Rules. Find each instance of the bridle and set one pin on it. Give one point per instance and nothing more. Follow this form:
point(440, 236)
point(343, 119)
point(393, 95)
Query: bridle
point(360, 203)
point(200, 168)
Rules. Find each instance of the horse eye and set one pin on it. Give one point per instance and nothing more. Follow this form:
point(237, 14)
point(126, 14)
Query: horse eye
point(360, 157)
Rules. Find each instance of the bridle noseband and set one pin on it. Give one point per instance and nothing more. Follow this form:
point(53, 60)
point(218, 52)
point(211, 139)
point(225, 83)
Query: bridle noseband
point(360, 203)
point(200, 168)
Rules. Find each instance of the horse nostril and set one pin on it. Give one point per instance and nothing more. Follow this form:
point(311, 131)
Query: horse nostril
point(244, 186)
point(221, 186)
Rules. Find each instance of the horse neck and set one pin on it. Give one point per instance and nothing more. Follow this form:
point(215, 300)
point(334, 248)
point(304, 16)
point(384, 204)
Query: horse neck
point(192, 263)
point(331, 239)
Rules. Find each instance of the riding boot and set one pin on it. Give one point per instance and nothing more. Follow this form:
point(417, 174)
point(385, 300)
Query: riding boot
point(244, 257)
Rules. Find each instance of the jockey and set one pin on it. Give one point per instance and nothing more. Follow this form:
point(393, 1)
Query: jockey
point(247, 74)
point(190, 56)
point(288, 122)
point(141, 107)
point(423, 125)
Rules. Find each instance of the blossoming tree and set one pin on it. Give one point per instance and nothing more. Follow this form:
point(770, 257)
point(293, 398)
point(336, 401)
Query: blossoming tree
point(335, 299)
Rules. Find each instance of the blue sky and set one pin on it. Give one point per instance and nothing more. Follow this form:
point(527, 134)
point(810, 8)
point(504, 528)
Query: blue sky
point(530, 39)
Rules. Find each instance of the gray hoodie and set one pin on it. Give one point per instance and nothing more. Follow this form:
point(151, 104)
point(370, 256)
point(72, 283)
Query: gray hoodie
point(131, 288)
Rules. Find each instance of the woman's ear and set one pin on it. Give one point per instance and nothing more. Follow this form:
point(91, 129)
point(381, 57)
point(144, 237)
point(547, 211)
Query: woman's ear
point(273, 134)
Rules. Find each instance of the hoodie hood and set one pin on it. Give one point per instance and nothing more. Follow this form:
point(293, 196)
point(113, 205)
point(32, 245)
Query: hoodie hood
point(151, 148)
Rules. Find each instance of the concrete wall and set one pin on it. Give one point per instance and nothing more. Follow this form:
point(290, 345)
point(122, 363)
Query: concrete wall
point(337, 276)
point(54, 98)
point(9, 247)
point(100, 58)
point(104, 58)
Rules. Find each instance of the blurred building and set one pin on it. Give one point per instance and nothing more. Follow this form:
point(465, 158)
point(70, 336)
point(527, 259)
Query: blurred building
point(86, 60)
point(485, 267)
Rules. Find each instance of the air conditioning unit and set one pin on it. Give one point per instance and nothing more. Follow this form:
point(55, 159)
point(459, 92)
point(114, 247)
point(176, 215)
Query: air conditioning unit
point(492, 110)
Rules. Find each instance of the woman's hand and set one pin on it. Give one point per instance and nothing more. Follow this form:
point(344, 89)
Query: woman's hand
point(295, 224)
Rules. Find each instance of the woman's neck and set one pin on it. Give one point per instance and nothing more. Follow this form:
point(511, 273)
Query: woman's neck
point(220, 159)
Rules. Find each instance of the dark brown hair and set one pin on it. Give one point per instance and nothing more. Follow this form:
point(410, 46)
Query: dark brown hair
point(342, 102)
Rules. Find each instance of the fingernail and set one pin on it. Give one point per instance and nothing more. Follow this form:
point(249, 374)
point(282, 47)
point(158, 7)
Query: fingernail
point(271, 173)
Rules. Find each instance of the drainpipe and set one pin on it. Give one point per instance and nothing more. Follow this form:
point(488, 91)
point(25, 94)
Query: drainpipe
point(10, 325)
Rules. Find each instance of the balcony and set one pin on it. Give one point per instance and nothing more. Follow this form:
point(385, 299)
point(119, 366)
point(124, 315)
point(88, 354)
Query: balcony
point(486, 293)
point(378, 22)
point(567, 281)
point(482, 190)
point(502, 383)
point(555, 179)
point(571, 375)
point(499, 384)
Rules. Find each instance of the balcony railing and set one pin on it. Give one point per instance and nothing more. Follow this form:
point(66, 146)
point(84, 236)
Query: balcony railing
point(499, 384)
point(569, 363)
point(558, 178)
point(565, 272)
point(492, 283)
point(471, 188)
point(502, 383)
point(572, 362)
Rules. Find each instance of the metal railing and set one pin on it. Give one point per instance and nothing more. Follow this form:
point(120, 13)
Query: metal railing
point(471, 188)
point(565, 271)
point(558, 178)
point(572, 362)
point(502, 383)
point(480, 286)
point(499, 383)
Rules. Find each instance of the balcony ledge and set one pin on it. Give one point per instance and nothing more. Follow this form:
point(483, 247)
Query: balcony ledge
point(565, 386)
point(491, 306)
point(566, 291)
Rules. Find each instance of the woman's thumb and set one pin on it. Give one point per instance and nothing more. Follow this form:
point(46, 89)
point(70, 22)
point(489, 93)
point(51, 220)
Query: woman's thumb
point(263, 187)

**Exercise objective**:
Please copy the stretch of entries from the start through the line containing "point(360, 157)", changing every "Query" to "Label" and leaving everything else as it is.

**The solution**:
Rules. Find each instance of the bridle and set one pin on it. Give one point per instance and nothing more. Follow this form:
point(440, 236)
point(343, 119)
point(393, 95)
Label: bridle
point(360, 203)
point(200, 168)
Rules. Find each instance of the horse eye and set one pin on it. Give one point per instance and nothing more. Follow this form:
point(237, 14)
point(126, 14)
Label: horse eye
point(360, 157)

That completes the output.